Ces temps-ci, le concept de « prospérité » fait… fortune. Depuis le programme d’Ecolo — le terme y est cité à douze reprises — jusqu’aux interviews d’Elio Di Rupo réclamant une « prospérité écosolidaire », la voici soudainement promue au rang de mot-à-tout-faire, tenant tout à la fois de la clé-de-voûte d’un nouveau modèle économique à inventer, de la pierre philosophale transmuant par une mystérieuse alchimie la finitude des ressources en félicité absolue, du poncif — l’argent ne ferait pas le bonheur, même de ceux qui en ont —, de la panacée qui guérira maux et crises de croissance, et enfin du sésame qui déverrouillera enfin les portes d’un monde plus habitable où le bien-être cesserait d’être évalué à l’aune du produit intérieur brut (PIB).

 

Cet Âge d’or subit, la « prospérité » le doit sans doute à la traduction récente d’un ouvrage de l’économiste anglais Tim Jackson, « Prospérité sans croissance » 1. Tiré d’un rapport rédigé pour la très officielle Sustainable Development Commission (Commission britannique du développement durable), dont Tim Jackson est Economics Commissionner, le livre a profité de ce bouche-à-oreille réticulaire habituellement plus favorable, pourtant, au téléchargement des vidéos de quelque ministre wallon aviné qu’à celui d’austères rapports émanant de commissions consultatives.

» ENREGISTREMENTS AFFICHÉS

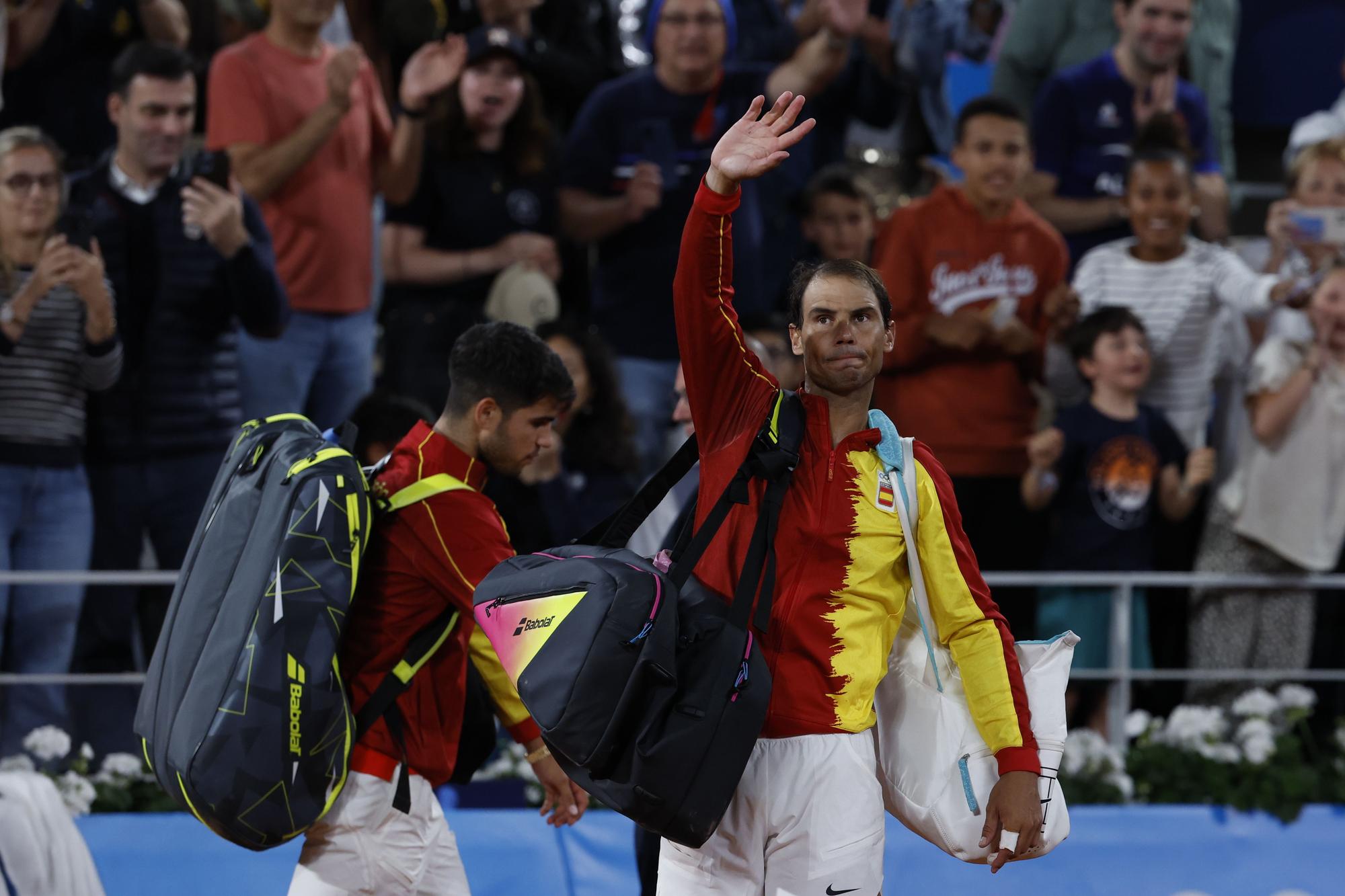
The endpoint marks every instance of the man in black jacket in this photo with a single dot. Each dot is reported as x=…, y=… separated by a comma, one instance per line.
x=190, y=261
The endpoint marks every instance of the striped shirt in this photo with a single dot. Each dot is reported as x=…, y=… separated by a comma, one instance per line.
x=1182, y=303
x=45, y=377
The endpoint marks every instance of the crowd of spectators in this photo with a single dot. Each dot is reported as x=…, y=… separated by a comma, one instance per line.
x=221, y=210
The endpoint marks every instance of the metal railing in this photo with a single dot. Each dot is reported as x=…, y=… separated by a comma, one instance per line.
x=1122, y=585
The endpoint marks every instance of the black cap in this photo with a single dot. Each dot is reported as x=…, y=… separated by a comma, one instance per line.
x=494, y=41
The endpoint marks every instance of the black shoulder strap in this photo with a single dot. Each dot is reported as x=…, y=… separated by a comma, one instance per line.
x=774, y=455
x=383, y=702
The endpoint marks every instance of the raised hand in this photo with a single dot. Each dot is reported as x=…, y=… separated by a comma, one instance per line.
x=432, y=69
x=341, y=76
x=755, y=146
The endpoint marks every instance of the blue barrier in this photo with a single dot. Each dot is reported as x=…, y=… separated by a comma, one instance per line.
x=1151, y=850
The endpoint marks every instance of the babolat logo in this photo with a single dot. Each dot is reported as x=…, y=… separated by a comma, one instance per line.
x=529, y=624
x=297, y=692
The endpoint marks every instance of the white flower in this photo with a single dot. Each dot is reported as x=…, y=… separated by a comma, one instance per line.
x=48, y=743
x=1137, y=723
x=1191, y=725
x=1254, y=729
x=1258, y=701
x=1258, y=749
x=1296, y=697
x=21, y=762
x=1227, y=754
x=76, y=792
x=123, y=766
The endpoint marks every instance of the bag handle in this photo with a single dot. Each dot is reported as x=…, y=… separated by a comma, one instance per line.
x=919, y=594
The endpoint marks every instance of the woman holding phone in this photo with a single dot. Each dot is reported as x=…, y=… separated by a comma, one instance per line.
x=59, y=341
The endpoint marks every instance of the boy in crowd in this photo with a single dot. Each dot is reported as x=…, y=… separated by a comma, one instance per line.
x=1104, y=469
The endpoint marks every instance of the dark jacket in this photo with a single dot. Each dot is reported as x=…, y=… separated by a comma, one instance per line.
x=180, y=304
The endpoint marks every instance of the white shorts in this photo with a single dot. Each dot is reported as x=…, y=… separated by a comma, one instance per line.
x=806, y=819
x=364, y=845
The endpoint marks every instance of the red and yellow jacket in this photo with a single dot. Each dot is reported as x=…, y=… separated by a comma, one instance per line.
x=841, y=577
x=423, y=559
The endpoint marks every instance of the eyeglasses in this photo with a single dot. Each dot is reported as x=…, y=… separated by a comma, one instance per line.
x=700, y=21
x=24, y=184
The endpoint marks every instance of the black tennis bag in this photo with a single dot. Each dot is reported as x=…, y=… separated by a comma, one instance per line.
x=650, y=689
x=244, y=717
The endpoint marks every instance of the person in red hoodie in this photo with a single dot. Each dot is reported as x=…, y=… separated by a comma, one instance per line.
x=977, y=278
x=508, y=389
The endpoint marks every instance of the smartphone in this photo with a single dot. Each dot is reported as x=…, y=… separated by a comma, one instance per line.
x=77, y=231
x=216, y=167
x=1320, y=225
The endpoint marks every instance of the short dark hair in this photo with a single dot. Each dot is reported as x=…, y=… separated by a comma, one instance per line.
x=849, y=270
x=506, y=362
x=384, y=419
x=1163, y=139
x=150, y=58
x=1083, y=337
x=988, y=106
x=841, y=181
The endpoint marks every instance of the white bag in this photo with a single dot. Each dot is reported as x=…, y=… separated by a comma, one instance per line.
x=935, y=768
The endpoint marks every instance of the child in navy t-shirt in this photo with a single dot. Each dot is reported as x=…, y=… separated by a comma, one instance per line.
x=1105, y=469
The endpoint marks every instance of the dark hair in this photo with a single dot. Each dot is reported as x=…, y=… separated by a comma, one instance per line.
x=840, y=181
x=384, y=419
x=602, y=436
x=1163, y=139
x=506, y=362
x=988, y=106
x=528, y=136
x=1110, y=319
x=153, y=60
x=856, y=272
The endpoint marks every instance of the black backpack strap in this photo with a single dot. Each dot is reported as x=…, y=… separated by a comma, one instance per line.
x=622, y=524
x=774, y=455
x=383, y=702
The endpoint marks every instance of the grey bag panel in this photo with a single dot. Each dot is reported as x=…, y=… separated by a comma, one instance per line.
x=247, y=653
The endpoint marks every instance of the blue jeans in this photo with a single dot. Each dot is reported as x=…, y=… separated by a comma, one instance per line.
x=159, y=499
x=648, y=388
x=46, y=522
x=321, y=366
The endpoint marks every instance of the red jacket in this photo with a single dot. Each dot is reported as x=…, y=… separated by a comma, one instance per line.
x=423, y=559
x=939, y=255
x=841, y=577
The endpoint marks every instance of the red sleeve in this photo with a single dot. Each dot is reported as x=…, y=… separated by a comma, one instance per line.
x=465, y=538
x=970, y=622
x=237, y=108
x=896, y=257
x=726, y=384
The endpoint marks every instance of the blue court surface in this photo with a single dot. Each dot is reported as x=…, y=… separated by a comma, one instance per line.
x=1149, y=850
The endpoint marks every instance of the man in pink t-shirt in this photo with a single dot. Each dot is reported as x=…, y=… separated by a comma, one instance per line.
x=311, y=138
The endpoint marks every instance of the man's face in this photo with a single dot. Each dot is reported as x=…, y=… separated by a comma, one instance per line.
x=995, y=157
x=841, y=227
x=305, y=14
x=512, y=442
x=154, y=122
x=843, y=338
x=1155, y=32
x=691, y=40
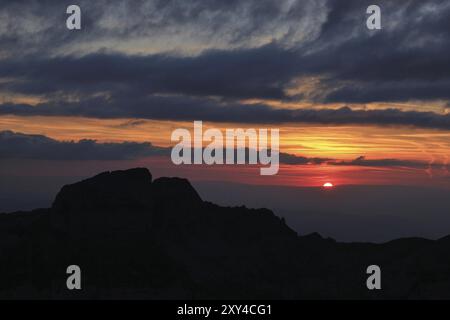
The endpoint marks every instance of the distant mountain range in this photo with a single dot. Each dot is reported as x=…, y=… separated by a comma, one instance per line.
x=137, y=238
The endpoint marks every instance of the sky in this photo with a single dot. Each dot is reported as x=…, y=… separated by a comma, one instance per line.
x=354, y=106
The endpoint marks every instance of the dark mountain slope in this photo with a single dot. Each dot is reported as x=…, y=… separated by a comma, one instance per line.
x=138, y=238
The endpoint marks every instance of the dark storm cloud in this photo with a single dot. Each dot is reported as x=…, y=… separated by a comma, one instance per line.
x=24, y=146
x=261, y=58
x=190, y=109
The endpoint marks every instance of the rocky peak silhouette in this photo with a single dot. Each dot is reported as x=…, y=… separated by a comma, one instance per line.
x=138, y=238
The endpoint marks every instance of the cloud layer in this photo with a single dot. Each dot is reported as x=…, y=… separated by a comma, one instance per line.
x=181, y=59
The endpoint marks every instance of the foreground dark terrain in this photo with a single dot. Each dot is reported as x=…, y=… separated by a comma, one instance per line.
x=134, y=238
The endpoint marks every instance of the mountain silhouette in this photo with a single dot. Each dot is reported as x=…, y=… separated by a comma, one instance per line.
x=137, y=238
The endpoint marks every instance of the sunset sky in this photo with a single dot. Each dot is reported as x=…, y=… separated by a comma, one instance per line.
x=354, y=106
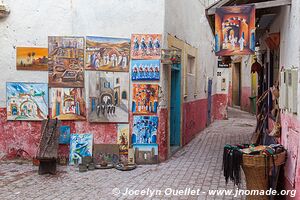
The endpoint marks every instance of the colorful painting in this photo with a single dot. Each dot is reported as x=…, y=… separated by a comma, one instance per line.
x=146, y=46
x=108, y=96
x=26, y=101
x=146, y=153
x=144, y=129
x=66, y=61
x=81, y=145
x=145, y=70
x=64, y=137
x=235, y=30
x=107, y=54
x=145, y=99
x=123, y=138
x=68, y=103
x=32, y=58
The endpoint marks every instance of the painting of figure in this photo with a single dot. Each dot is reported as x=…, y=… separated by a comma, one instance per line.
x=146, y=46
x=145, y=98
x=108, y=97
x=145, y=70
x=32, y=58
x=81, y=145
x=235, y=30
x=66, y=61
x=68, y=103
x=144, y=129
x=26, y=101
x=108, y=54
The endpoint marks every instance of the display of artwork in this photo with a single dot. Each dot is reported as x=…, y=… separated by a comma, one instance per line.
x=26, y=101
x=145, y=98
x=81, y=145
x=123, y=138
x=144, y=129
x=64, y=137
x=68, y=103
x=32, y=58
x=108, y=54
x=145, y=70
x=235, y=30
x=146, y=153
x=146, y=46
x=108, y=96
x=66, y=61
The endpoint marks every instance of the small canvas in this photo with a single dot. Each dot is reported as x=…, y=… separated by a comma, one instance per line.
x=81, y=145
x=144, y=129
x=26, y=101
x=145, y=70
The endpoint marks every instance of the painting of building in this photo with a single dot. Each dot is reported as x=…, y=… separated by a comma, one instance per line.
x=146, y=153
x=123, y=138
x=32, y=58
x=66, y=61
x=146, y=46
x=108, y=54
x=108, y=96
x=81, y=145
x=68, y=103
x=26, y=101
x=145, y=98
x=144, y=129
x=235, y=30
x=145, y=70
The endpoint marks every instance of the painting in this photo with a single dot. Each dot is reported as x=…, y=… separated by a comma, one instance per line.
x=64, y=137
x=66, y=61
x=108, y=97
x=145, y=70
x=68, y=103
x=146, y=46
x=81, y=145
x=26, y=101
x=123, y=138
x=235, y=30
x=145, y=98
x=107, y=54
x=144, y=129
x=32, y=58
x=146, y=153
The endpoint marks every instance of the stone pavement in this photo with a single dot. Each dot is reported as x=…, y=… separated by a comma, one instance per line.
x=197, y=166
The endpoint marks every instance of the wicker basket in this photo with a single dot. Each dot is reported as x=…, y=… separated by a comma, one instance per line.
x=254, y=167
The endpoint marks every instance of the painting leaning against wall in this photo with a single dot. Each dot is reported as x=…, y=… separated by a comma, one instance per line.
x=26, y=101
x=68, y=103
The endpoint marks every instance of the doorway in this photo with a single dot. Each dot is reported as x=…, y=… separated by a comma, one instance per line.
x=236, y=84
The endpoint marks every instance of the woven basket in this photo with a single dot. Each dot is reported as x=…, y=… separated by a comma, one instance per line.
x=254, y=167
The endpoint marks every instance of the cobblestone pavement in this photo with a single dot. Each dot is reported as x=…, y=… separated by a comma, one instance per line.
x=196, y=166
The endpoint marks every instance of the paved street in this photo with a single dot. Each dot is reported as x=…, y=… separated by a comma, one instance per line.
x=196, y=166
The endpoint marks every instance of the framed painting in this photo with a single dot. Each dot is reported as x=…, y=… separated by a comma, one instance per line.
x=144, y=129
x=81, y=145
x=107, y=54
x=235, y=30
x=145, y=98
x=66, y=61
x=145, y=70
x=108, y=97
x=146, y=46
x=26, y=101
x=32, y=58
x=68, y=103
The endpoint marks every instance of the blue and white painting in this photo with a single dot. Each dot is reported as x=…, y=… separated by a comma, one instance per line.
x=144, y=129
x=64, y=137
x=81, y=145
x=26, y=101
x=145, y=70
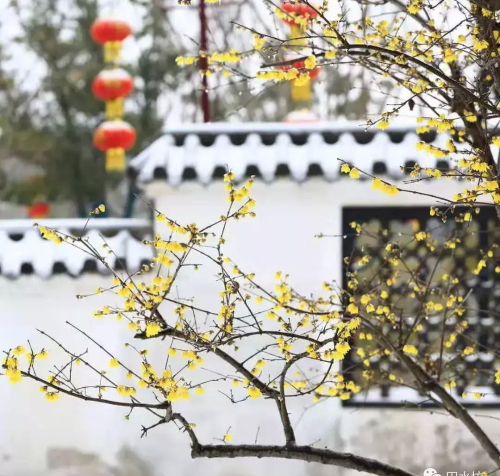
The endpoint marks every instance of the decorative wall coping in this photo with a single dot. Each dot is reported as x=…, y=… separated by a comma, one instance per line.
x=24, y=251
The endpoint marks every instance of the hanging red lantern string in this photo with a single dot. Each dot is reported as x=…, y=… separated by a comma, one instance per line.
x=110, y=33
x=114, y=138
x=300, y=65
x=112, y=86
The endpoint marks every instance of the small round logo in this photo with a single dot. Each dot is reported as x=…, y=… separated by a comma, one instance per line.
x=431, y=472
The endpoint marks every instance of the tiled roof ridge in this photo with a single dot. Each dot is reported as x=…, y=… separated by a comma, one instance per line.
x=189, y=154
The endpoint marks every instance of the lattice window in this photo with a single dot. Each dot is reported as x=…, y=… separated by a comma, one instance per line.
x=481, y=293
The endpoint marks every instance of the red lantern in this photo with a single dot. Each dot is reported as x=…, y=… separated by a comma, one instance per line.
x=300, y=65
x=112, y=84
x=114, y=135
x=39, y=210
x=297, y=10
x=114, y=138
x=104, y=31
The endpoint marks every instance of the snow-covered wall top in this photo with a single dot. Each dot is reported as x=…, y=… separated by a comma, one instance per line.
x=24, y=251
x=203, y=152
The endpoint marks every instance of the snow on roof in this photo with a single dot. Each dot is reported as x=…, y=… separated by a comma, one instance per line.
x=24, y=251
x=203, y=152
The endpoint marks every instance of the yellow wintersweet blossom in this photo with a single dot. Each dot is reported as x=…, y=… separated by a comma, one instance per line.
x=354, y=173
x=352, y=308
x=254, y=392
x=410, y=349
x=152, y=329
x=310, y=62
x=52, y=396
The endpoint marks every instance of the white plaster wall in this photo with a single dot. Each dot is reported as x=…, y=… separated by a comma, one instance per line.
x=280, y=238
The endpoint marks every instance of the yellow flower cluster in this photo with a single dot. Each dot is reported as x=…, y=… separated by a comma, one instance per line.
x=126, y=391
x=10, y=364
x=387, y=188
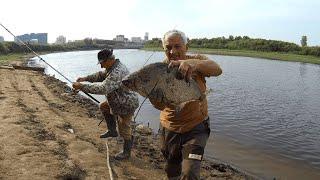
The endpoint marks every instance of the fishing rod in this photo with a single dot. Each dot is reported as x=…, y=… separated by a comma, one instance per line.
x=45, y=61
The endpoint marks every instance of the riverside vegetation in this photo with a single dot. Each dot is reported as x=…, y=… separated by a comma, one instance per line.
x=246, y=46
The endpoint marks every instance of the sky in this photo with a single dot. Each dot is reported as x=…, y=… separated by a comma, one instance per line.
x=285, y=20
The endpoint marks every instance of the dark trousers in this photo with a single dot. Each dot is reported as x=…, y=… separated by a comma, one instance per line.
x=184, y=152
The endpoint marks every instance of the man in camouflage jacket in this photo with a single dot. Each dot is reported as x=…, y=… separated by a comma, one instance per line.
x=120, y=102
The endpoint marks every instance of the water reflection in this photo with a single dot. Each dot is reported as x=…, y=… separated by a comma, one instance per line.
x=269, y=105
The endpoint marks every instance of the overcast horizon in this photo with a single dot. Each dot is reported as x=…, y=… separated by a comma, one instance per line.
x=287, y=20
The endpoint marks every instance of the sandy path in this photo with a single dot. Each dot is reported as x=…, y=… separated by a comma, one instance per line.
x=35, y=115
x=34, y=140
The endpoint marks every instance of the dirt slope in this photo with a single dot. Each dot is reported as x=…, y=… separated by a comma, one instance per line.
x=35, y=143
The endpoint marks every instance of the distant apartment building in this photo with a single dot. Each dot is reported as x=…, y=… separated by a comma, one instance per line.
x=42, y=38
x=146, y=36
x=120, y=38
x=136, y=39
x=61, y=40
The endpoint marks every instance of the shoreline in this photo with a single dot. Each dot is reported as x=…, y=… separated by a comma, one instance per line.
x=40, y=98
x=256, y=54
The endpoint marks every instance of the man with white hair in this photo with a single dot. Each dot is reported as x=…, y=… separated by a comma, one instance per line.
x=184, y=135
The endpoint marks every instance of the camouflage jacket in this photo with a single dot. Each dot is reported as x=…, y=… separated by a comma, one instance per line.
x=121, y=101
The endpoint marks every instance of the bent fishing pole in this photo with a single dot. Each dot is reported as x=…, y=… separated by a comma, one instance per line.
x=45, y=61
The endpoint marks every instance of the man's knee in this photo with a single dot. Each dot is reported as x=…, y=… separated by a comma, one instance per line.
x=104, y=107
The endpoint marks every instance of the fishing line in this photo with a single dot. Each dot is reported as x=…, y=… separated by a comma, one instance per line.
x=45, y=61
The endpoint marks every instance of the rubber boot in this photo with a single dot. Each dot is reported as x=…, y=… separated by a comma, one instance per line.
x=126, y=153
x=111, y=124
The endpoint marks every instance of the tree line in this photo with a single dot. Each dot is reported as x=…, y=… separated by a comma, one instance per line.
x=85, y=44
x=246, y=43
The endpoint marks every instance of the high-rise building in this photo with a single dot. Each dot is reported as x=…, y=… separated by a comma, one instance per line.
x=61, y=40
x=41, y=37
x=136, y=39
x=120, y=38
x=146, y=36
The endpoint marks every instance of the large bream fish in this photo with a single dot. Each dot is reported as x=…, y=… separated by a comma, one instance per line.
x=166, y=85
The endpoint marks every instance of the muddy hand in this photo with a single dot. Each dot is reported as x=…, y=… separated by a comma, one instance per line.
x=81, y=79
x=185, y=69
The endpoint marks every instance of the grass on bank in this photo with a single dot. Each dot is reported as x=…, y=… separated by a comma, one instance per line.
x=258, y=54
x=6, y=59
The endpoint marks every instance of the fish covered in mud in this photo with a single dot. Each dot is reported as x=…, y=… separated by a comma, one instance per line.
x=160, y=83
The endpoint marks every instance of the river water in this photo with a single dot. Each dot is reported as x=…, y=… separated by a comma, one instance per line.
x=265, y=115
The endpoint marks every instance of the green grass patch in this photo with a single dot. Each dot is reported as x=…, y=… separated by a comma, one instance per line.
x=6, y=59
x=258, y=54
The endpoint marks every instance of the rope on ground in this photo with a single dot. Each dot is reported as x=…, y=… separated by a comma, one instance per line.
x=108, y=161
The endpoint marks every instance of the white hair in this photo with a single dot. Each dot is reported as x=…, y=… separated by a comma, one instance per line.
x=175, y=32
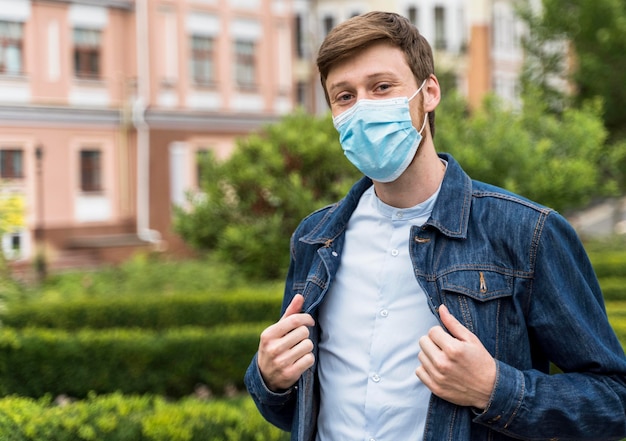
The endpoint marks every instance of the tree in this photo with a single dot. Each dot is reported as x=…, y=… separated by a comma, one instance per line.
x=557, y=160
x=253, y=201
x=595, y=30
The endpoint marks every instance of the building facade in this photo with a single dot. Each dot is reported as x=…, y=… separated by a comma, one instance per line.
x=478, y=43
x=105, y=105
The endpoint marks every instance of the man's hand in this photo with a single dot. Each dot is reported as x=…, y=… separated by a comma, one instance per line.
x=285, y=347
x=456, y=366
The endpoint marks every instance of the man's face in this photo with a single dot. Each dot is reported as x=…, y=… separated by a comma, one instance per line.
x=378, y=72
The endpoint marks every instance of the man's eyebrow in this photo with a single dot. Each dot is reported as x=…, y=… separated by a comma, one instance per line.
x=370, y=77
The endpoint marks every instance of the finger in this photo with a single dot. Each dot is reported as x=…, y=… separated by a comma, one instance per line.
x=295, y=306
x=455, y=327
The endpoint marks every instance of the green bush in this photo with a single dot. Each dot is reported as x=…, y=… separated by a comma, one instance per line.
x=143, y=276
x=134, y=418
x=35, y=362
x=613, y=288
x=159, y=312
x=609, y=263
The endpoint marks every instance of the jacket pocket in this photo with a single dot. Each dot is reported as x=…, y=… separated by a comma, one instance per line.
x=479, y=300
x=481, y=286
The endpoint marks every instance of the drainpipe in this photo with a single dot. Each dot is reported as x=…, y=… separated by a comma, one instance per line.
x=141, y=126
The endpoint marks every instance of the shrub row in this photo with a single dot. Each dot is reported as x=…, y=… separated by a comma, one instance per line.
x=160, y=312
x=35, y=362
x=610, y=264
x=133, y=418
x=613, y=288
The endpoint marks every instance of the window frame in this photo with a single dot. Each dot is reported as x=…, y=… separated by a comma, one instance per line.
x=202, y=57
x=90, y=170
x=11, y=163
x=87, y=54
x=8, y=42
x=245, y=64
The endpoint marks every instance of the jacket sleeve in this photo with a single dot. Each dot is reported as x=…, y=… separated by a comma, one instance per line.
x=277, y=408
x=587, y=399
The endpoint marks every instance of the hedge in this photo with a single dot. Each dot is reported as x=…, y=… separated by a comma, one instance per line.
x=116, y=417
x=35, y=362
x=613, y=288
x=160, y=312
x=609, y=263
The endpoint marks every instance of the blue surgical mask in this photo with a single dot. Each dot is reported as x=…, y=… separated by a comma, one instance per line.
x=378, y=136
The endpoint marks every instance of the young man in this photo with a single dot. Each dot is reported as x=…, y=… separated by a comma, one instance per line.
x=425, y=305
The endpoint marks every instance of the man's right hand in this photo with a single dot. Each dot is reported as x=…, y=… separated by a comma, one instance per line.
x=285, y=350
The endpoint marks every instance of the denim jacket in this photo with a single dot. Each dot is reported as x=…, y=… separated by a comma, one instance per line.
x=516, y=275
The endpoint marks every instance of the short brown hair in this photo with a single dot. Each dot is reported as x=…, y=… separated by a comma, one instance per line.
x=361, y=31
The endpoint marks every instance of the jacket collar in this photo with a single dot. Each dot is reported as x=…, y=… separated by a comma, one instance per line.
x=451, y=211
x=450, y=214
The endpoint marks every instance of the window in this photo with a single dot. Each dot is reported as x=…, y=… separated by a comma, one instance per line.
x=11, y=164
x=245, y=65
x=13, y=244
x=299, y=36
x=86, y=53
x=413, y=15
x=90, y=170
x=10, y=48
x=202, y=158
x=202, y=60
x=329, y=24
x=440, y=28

» CONSIGNE
Recopiez à l'identique, dans le texte sur la prospérité, le passage qui s'ouvre sur les mots « Cet Âge d’or » et se clôt sur « de commissions consultatives. ». Appuyez-vous uniquement sur le texte sur la prospérité.

» BONNE RÉPONSE
Cet Âge d’or subit, la « prospérité » le doit sans doute à la traduction récente d’un ouvrage de l’économiste anglais Tim Jackson, « Prospérité sans croissance » 1. Tiré d’un rapport rédigé pour la très officielle Sustainable Development Commission (Commission britannique du développement durable), dont Tim Jackson est Economics Commissionner, le livre a profité de ce bouche-à-oreille réticulaire habituellement plus favorable, pourtant, au téléchargement des vidéos de quelque ministre wallon aviné qu’à celui d’austères rapports émanant de commissions consultatives.